Now to your very thoughtful question (and I will try to give a thoughtful answer).

If I have a choice on how to feel about something, I always try to take the positive, or optimistic, way to feel because it makes me feel cheerful rather than sad, and if I try to convince myself that something is a GOOD thing then sometimes I can come to believe that it is, and then it really IS a good thing.

If you start off trying to think that something is GOOD, you can always modify it to not-quite-as-good-as-I-hoped, or not-really-all-that-good, etc., but it's pretty hard to start off thinking something is bad and then trying to convince yourself that it isn't. This might be a bit of a tangle of words - I'm sorry if it is, but I think you'll be able to work it out if you re-read it once or twice. If you can't, I'll try to explain it more clearly when I see you - talking usually doesn't cause as much misunderstanding as writing.

If a glass has some water in it, some people see the glass as half empty and others see the same glass as half full, yet it's the same glass. Half empty is the negative, or pessimistic, way to see it, where half full is the positive, or optimistic, way to see the same glass. When we look at a situation, I think it is best to VERY CONSCIOUSLY try to take the OPTIMISTIC or POSITIVE view of it. Not only does this help ourselves, but helps the people nearest and dearest to us as well.
You are naturally a cheerful, positive sort of person, and I really believe you are, and will be, very good at seeing the positive side of things (though sometimes it isn't easy, and we have to try very hard to do that).
The house, and the move, are VERY big things for Mum and Dad, and you might feel that your thoughts and feelings are being neglected a bit. I think that things might be a bit easier after the auction on Thursday. I know, for an absolute certainty from talking to Mum and Dad, that what is going to be best for YOU, the person they love more than anyone or anything in the world, is of the very greatest importance to both of them. They may not always be able to tell you that, but you know, and can always be sure, that this is true!

If you would like me to carefully try to remind Mum and Dad of how you might be feeling, I will. I won't mention it to them if you would rather I didn't. You might prefer to talk to them yourself.
We all love you HUGELY, Sapphire, and would do anything to help you in this pretty tough time.
Thank you very much for trusting me with this VERY important question. I hope I have helped a bit.
All my love,

Grandpa xoxoxoxoxoxoxoxoxoxoxoxoxoxoxoxoxoxoxoxoxoxoxoxoxoxoxoxoxoxoxoxoxoxoxoxoxoxox
(any sized hug you like!)

Tuesday, October 14, 2008

Show us yer Tightly Held Pocket



Sigh. It's been eight long years since we've been through the stomach-clenching stress of selling a house and looking to buy another.

- Raw records -
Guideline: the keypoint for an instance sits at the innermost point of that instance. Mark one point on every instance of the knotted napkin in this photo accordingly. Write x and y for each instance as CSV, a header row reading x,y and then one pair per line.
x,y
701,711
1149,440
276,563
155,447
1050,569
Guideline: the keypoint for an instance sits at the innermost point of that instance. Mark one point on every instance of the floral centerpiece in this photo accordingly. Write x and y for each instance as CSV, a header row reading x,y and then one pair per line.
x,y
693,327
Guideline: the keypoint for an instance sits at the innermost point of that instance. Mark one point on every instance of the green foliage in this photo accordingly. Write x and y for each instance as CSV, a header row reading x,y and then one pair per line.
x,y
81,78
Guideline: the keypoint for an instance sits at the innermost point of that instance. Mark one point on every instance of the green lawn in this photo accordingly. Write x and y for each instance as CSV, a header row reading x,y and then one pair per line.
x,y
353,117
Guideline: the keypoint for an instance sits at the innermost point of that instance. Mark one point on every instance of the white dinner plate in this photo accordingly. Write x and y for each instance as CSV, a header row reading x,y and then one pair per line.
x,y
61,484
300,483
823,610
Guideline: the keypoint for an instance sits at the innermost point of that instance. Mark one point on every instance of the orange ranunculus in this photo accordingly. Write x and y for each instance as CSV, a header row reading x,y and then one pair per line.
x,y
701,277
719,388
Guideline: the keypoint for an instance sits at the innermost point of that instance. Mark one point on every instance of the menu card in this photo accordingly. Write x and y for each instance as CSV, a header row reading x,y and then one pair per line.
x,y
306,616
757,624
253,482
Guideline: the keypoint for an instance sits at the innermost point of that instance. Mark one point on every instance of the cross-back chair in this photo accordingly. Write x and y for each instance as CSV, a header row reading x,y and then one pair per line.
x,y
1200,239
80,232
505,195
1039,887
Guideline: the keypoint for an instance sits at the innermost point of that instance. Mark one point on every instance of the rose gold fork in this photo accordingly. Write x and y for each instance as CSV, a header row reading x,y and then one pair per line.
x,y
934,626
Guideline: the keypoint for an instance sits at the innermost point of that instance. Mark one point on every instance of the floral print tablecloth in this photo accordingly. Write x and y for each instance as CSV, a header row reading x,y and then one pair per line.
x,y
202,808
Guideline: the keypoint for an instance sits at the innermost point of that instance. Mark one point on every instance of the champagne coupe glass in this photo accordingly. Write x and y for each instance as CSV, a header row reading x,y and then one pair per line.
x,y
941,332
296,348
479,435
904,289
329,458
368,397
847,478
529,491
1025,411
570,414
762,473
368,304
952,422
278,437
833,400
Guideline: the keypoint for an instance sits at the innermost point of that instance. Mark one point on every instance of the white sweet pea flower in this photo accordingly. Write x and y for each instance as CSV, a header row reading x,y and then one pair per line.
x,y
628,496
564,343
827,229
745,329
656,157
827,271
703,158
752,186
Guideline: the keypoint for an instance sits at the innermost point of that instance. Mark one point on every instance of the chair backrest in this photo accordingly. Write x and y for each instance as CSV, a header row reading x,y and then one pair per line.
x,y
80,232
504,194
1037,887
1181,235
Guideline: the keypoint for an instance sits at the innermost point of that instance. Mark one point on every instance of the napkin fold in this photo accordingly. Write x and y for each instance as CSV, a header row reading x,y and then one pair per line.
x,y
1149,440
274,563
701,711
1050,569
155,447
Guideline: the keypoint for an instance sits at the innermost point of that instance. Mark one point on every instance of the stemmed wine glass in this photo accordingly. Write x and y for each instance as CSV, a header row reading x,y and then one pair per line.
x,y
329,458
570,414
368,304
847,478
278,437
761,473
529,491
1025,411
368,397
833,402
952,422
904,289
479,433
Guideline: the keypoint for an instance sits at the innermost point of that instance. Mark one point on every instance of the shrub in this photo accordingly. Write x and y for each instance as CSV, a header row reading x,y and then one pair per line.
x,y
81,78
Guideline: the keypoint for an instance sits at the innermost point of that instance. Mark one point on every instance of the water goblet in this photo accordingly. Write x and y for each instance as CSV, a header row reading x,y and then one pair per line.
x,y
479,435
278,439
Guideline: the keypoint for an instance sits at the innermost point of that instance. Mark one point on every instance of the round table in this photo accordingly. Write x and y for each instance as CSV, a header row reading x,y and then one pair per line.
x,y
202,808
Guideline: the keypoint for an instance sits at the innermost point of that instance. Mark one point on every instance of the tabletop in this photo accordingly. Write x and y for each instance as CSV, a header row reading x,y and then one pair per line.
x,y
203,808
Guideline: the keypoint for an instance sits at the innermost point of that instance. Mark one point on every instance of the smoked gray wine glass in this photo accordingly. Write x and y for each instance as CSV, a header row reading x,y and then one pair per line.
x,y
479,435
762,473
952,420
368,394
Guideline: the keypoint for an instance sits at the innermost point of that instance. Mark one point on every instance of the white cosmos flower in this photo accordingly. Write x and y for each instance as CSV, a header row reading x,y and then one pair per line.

- Required task A -
Sum up the letter from Grandpa in two sentences.
- Required task B -
List every distinct word that the letter from Grandpa writes entirely in capital letters.
- Required task C -
Reproduce the passage of the letter from Grandpa starting at "We all love" and ending at "helped a bit.".

- Exercise answer A -
Grandpa advises Sapphire to consciously take the optimistic view of a situation, like seeing a glass as half full, because this helps both ourselves and the people nearest to us. He assures her that what is best for her is of the greatest importance to Mum and Dad during the house move, and he offers to remind them of how she might be feeling if she wants him to.

- Exercise answer B -
GOOD, IS, VERY, CONSCIOUSLY, OPTIMISTIC, POSITIVE, YOU, HUGELY

- Exercise answer C -
We all love you HUGELY, Sapphire, and would do anything to help you in this pretty tough time.
Thank you very much for trusting me with this VERY important question. I hope I have helped a bit.